* _Source excerpt_:
------------------------------------

The trial court’s finding that no cause of action was stated as a matter of law was based upon two rules of contract construction, the first being that the typed portion of a document prevails over a printed one (citing Lambos v. Lambos (1972), 9 Ill. App. 3d 530, 292 N.E.2d 587, appeal denied (1973), 53 Ill. 2d 608), and the second, pertaining to life insurance cases, that where two inconsistent provisions appear courts have consistently upheld that provision which is most favorable to the insured. (Stramaglia v. Conservative Life Insurance Co. (1943), 319 Ill. App. 20, 48 N.E.2d 719.) In addition, the court cited Hooker v. Farmers Mutual Reinsurance Co. (1940), 304 Ill. App. 230, 26 N.E.2d 146, for the proposition that an insurer can waive a condition on stipulation made in its own favor, and an agent clothed with the power of soliciting insurance, delivering policies and collecting premiums has the power to waive policy conditions. Lastly, the court expressed its belief that Bankers would be bound by the *675higher amount “particularly where it would be unjust, inequitable or unconscionable to allow Bankers to interpose the $10,000 limitation.”

While we do not disagree with any of the above propositions, we find that they do not apply to the particular facts of this case to defeat even the possibility of stating a cause of action as a matter of law. In Lambos, the court applied the law of contracts to construe a land trust agreement. Unlike the instant case, neither party in Lambos had drafted the printed form and the parties together made typewritten modifications. The court there expressly stated that the typed portion of the document that manifested agreement between the parties must prevail over the printed portion. (9 Ill. App. 3d 530, 534.) Here, the certificate in question was drafted by Bankers and it is unclear from the pleadings who, other than an unnamed agent of Perillo, actually made the typewritten modifications. Thus, the clear manifestation of agreement between the parties which was present in Lambos is lacking in the case now before us.

------------------------------------

* _Written exercise_:
Answer these from the court opinion excerpt above:
(a) Which case did the trial court cite for the rule that the typed portion of a document prevails over a printed one?
(b) What kind of agreement did the court in that case construe by applying the law of contracts?
(c) Who drafted the certificate at issue in the present case?

------------------------------------

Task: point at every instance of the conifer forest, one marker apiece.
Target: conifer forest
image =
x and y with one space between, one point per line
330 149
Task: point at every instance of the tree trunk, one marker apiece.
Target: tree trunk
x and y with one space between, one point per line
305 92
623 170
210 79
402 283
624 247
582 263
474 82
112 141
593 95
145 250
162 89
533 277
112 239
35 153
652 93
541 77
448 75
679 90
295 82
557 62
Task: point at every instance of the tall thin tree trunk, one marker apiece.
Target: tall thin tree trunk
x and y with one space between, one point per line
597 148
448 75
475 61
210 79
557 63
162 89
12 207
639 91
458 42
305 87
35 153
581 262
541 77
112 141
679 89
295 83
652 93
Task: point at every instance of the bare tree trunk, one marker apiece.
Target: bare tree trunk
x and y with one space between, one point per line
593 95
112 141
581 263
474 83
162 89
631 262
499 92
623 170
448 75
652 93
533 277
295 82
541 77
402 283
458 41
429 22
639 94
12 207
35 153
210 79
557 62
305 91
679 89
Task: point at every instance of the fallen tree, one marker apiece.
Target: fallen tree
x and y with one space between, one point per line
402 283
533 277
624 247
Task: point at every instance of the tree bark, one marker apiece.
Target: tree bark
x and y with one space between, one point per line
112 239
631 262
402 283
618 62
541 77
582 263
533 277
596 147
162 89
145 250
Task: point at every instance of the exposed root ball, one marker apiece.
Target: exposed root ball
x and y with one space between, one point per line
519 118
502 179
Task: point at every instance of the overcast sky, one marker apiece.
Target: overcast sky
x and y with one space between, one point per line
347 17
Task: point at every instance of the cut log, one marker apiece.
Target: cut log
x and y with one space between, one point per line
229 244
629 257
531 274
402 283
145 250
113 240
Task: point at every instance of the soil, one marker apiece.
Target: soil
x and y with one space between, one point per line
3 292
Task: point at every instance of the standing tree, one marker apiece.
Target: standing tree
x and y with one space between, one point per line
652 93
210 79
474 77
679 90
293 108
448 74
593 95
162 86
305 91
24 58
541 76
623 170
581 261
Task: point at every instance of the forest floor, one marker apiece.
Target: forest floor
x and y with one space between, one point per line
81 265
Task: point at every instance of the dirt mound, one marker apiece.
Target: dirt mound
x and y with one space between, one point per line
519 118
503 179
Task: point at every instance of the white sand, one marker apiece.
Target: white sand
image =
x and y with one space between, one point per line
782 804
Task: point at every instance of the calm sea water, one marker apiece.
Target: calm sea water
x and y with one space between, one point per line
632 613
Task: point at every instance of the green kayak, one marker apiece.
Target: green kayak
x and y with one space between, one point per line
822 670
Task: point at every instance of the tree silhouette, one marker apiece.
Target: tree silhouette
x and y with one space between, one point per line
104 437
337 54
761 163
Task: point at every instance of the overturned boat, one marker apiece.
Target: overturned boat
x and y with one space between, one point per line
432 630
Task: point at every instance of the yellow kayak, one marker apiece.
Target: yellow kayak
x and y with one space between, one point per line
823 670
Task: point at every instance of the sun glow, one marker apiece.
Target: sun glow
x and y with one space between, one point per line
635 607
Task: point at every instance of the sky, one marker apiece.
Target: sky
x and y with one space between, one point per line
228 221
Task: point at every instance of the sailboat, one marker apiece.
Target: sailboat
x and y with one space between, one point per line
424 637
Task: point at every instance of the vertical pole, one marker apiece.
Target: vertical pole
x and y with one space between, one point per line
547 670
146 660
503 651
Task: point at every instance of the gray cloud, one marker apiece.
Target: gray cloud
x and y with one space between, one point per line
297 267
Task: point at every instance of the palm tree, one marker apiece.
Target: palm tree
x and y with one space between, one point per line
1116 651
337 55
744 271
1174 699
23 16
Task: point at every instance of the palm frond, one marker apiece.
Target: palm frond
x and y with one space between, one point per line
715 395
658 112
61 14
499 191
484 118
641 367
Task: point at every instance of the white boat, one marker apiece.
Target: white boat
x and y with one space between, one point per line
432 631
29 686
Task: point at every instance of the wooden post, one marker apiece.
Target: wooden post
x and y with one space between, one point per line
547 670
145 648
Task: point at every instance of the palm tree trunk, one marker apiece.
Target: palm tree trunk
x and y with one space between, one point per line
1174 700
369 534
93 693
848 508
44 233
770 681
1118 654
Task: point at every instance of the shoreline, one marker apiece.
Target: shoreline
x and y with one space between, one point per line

------------------------------------

* _Solution_:
(a) Lambos v. Lambos
(b) A land trust agreement
(c) Bankers